Task directions
Would you reproduce every record exactly, leaving out the pictures?

[Records from a collection]
- - -

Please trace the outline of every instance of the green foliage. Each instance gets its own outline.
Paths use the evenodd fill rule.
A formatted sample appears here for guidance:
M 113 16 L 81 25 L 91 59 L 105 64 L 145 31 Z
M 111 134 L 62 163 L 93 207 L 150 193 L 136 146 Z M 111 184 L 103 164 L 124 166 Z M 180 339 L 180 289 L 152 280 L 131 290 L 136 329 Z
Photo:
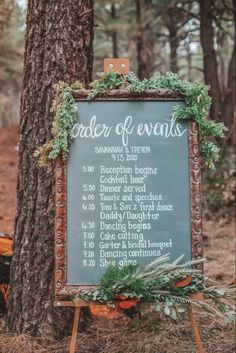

- - -

Expected output
Please trace the outline of every instance of the green foliage. Each instance gets its own outline.
Paths use the evenodd fill rule.
A formatted sample appears here for guidance:
M 113 16 L 81 25 L 91 59 L 105 64 L 145 31 Z
M 111 134 L 62 163 L 93 207 L 150 193 L 136 146 Z M 111 184 L 103 164 L 124 166 Z M 180 339 L 180 289 L 152 280 L 131 290 L 136 329 Z
Photo:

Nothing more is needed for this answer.